- [SELECTED TEXT]
((
I often think my fellow economists are a miserable bunch. Survey after survey has predicted that the UK economy will take years to recover even to pre-Covid levels, with unemployment set to spiral and the fallout from Brexit only getting worse. But as we know, the consensus among followers of the ‘dismal science’ has often been wrong in the past. I’m confident it is far too pessimistic today as well.
To be fair, 2021 has begun with the economy back in lockdown. This could be the final straw for many businesses which have only just survived the crisis until now, especially in hospitality and retail. Nonetheless, two factors have surely tipped the balance in favour of the renewed tightening of restrictions.
The first, of course, is the far more rapid transmission of the new Covid variant, which has increased the benefits of locking down. The threat of the NHS being overwhelmed by Covid patients is now much greater, and the argument that it is ‘only’ the elderly or already infirm who are at serious risk is even weaker.
More positively, though, the second gamechanger is the rollout of the new vaccines, which has reduced at least some of the economic costs of locking down. In particular, the light at the end of the tunnel means that households and businesses can be far more confident that this is the final push.
What’s more, the ONS’s latest Opinions and Lifestyle Survey suggests that 85% of UK adults would be likely to have a Covid vaccine if they were offered one. This is a far higher proportion than in most other countries, especially in the EU where the recovery will also be hampered by the slower rollout of the vaccines themselves.
In the meantime, the second (English) lockdown in November appears to have been much less damaging than the first, supporting hopes that the economy will also weather a third lockdown relatively well.
My own view is that there are now far more good reasons for optimism about the UK economy, despite what will inevitably be a rocky start.
))
- [INFORMATION SHOWN]
((
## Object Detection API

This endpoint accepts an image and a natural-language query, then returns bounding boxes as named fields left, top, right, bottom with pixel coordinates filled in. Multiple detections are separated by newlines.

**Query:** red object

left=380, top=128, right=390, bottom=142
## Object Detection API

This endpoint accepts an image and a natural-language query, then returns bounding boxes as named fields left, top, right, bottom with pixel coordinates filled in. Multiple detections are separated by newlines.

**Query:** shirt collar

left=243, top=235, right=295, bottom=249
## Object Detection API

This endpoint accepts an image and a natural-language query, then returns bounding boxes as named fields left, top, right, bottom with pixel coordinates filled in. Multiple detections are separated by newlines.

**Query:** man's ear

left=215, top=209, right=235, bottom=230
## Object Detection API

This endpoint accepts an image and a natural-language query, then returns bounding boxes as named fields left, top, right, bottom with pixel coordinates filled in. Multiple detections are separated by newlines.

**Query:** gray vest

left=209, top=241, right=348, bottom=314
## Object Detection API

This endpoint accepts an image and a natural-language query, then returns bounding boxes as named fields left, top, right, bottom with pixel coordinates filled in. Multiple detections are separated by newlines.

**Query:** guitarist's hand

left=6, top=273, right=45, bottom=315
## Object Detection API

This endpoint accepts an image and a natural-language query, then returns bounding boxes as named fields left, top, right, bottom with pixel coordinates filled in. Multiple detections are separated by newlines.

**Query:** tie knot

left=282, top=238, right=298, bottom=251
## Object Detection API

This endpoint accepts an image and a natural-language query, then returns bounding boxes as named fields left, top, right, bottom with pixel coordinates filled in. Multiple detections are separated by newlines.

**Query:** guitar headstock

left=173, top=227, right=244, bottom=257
))
- [TASK DESCRIPTION] Reproduce word for word the passage of the UK economy commentary starting with "In the meantime, the" and going on through "a rocky start.".

- [RESPONSE TO THIS TASK]
In the meantime, the second (English) lockdown in November appears to have been much less damaging than the first, supporting hopes that the economy will also weather a third lockdown relatively well.
My own view is that there are now far more good reasons for optimism about the UK economy, despite what will inevitably be a rocky start.